**Source extract**:
____
Dive Brief:
- In a recent survey of 136 large employers, the National Business Group on Health found that 16% of respondents will be offering "skinny" health plans—ones that do not meet Affordable Care Act standards—in 2015 along with ones that do meet the requirements.
- By offering these lower-cost plans, employers are able to avoid ACA penalties. Employees are also able to avoid purchasing coverage on the exchange even though they are purchasing high-deductible, minimum-coverage plans that would otherwise not meet ACA criteria.
- The industries in which this is happening were not isolated, but it is assumed that many of the employers offering these plans are in sectors like hospitality where there are a high number of low-wage workers. One drawback to the practice is that employers are disqualifying this group from getting subsidies on the exchanges because they offer at least one plan that is ACA-compliant (even if the employee chooses one that is not).
Dive Insight:
Many are blaming the movement toward consumer-directed, minimum benefit plans on the ACA and its mandates. That may be part of the cause, but this evolution began before the ACA took hold. According to the Kaiser Family Foundation, in 2006, only 10% of workers on employer plans had deductibles of $1,000 or higher. That number jumped to 34% by 2012. During that same time the average deductible rose from $584 to $1,097.
The National Business Group survey found that 32% of companies intend to offer only consumer-directed plans. This is a clear sign that employers are putting more of the onus on individuals to choose where to receive care and then pay their medical. For consumers, this could mean a continued trend toward choosing low-cost services or putting off care. For providers, it will mean a greater need for transparency and cost-consciousness and higher numbers of self-pay patients.
____
**Data supplied**:
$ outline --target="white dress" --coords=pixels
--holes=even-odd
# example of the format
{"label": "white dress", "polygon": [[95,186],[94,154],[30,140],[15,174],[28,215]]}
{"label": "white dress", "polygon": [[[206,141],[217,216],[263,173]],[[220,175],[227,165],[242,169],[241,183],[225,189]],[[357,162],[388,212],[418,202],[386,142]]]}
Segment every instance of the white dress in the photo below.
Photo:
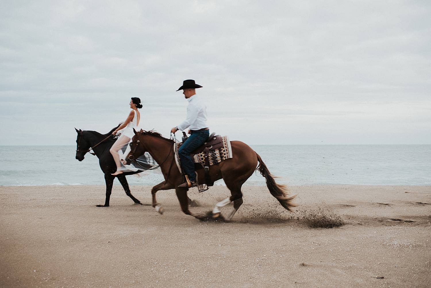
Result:
{"label": "white dress", "polygon": [[121,133],[122,136],[124,135],[131,139],[134,136],[133,128],[134,128],[135,130],[137,129],[137,115],[136,114],[136,110],[133,110],[133,112],[134,112],[133,119],[129,122],[127,126],[119,131]]}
____
**Required action 1**: In the health plans brief, what percentage of companies in the National Business Group survey intend to offer only consumer-directed plans?
**Required action 2**: Duplicate the passage of the health plans brief from "- By offering" to "meet ACA criteria.".
**Required action 3**: List every percentage figure that appears in the health plans brief.

**Exercise solution 1**: 32%

**Exercise solution 2**:
- By offering these lower-cost plans, employers are able to avoid ACA penalties. Employees are also able to avoid purchasing coverage on the exchange even though they are purchasing high-deductible, minimum-coverage plans that would otherwise not meet ACA criteria.

**Exercise solution 3**: 16%, 10%, 34%, 32%